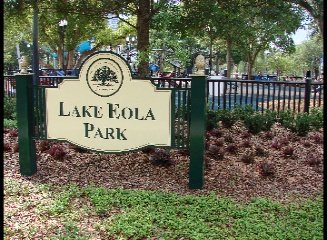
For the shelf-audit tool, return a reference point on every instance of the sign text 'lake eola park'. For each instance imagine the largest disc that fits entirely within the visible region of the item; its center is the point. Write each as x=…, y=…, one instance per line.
x=106, y=110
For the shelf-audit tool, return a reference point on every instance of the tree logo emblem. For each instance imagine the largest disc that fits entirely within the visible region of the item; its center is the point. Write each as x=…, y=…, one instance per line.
x=104, y=77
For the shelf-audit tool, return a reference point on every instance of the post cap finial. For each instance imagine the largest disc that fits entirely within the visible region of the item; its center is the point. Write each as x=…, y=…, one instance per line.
x=23, y=65
x=200, y=64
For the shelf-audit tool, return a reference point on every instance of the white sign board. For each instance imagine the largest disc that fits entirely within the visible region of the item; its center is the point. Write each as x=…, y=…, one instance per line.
x=106, y=110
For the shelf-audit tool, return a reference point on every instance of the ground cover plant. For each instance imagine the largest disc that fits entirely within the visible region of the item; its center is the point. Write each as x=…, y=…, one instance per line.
x=252, y=189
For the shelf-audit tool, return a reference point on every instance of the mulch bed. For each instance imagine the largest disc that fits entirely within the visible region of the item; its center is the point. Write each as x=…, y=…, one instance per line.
x=293, y=176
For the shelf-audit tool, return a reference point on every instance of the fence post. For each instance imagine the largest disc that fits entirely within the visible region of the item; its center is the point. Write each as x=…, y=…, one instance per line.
x=197, y=131
x=307, y=92
x=24, y=101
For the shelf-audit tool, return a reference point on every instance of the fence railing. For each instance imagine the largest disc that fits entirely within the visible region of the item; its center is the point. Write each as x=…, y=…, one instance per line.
x=273, y=95
x=227, y=93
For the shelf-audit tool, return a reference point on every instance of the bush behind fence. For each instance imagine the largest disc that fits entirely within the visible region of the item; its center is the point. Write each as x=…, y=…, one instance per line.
x=229, y=93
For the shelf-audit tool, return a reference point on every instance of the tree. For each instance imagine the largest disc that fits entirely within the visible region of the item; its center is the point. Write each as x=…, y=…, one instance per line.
x=268, y=26
x=316, y=10
x=307, y=55
x=105, y=75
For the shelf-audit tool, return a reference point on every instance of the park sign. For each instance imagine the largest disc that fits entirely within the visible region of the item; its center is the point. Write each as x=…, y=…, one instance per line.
x=106, y=110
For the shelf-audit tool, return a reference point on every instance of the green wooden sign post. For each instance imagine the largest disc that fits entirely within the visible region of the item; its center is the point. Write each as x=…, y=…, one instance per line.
x=25, y=111
x=197, y=132
x=24, y=102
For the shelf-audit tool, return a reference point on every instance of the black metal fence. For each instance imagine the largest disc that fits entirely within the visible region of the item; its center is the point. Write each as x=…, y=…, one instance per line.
x=274, y=95
x=227, y=93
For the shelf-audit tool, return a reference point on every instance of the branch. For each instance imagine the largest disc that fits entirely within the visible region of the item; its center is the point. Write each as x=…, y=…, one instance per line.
x=123, y=20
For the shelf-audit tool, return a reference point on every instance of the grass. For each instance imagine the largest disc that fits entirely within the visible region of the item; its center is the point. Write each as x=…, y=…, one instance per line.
x=83, y=213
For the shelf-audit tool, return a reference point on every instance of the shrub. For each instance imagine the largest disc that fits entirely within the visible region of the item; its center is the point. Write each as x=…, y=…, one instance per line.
x=267, y=168
x=269, y=118
x=161, y=157
x=9, y=108
x=268, y=135
x=229, y=138
x=306, y=143
x=245, y=134
x=212, y=120
x=216, y=132
x=260, y=151
x=288, y=151
x=44, y=145
x=248, y=157
x=246, y=143
x=316, y=118
x=78, y=149
x=181, y=112
x=302, y=124
x=227, y=117
x=318, y=138
x=232, y=148
x=57, y=152
x=16, y=147
x=241, y=112
x=184, y=152
x=254, y=123
x=216, y=152
x=276, y=144
x=220, y=142
x=313, y=159
x=9, y=123
x=148, y=150
x=13, y=133
x=286, y=119
x=6, y=147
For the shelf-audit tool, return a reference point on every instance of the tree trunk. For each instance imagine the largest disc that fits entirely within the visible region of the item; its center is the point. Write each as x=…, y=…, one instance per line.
x=250, y=67
x=60, y=58
x=143, y=36
x=70, y=60
x=229, y=58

=======

## Problem
Copy all of the items above word for word, leaving out the pictures.

## Final result
For the shelf-audit tool, return a reference point on every instance of the sign text 'lake eola park'. For each instance imagine the largest disc that fits entirely within the visible region of the item; its center is the point. Write each as x=…, y=…, one instance per line.
x=106, y=110
For the shelf-audit tool, return a reference point on every instance of the tree logo emblem. For each instance imagine the largest disc that fits entirely within the visible region of the item; its center is the point. Write each as x=…, y=…, one instance per line.
x=104, y=77
For the shelf-audit tool, return a reference point on every instance of the post cap finial. For each instance imagine the largest disc that fits entirely within the visible region of the item; its center is the point. Write each as x=…, y=…, one instance per line.
x=23, y=65
x=200, y=64
For the shelf-audit tool, return a reference point on every instance of the white sign board. For each instance imagine the largest disc that fits entirely within the visible region of the item; its center is the point. Write each as x=…, y=…, one instance per line.
x=106, y=110
For the shelf-audit tool, return a reference point on every instance of the ground cover plant. For each instance imagine the largest disc that fits entirely within the visible region of the item; its center is the point. Write each as x=…, y=…, one instance per line.
x=252, y=189
For the shelf-audit tool, return a reference point on every instance of the mulch bed. For each instance imagine the largest disc that fits entirely within the visible region of the item; its center is the point. Write each as x=…, y=…, one instance per line.
x=293, y=176
For the shelf-audit tool, return a reference point on every instance of the fence post. For each instance imagine the largest disc that fits entirely within the visible region of the item; its center is the point. Write each as x=…, y=…, one instance per line.
x=197, y=131
x=307, y=92
x=24, y=101
For the shelf-audit tool, return a reference point on every instance of the fence railing. For each instance imagine the largest disc that fits entirely within the visible region of the item; its center is the point. Write each as x=…, y=…, one instance per line.
x=273, y=95
x=227, y=93
For the shelf-audit tool, return a reference point on every instance of the bush behind fence. For each instance imagine the largest disc that fits entirely within the visible region of the item; its center is the point. Write each as x=…, y=…, one instance per line.
x=229, y=93
For the shelf-audit tool, return a reference point on every instance of the tree. For each instance imagine the largest disc that fits entirely within the visible region of the item; its center is the point. Write each as x=…, y=…, one instance per line.
x=268, y=26
x=316, y=10
x=307, y=55
x=105, y=75
For the shelf-audit tool, return a reference point on every instance of the park sign. For each instance imagine the largest disc that fits entirely within the visible region of the item; its center is the point. Write each as x=…, y=…, one instance per line.
x=106, y=110
For the shelf-audit tool, return a reference point on every instance of the green wooden sign post. For each instance imagine the largest disc that fits entirely within the visible region of the item; its center is the point. Write each as x=…, y=…, one instance per line.
x=25, y=111
x=197, y=132
x=24, y=102
For the shelf-audit tool, return a reference point on every instance of the black metal fence. For each instance imagine the largest disc that fits entirely within the visible region of the item; its center is the point. Write each as x=…, y=…, one instance per line.
x=274, y=95
x=227, y=93
For the shelf-audit tool, return a reference point on every instance of the branch. For each instance imagine the largest disc that fits entirely within the visible region of the item; its center is the point. Write each as x=…, y=…, one instance per line.
x=123, y=20
For the shelf-audit tool, return a reference point on every instance of the grass. For each instance imagine the largest disc that fits entirely within the visible region of the item; its center is the point. Write each as x=…, y=…, one instance per line.
x=83, y=213
For the shelf-audit tool, return a reference point on every instance of the shrub. For each instance imagine the largest disc that fits entirely within the visible region of the item; its center is the point. Write each as x=…, y=…, one instance per line.
x=267, y=168
x=269, y=118
x=161, y=157
x=9, y=108
x=268, y=135
x=229, y=138
x=306, y=143
x=245, y=134
x=212, y=120
x=216, y=132
x=260, y=151
x=288, y=151
x=44, y=145
x=248, y=157
x=246, y=143
x=316, y=118
x=78, y=149
x=181, y=112
x=302, y=124
x=227, y=117
x=318, y=138
x=232, y=148
x=57, y=152
x=16, y=147
x=241, y=112
x=184, y=152
x=254, y=123
x=216, y=152
x=276, y=144
x=220, y=142
x=313, y=159
x=9, y=123
x=148, y=150
x=13, y=133
x=286, y=119
x=6, y=147
For the shelf-audit tool, return a reference point on every instance of the tree trunk. For each instance imagine the largest disc that fits entirely within the visible region of the item; its center is the point. Write each as x=…, y=…, one instance per line.
x=250, y=67
x=60, y=58
x=143, y=36
x=70, y=60
x=229, y=58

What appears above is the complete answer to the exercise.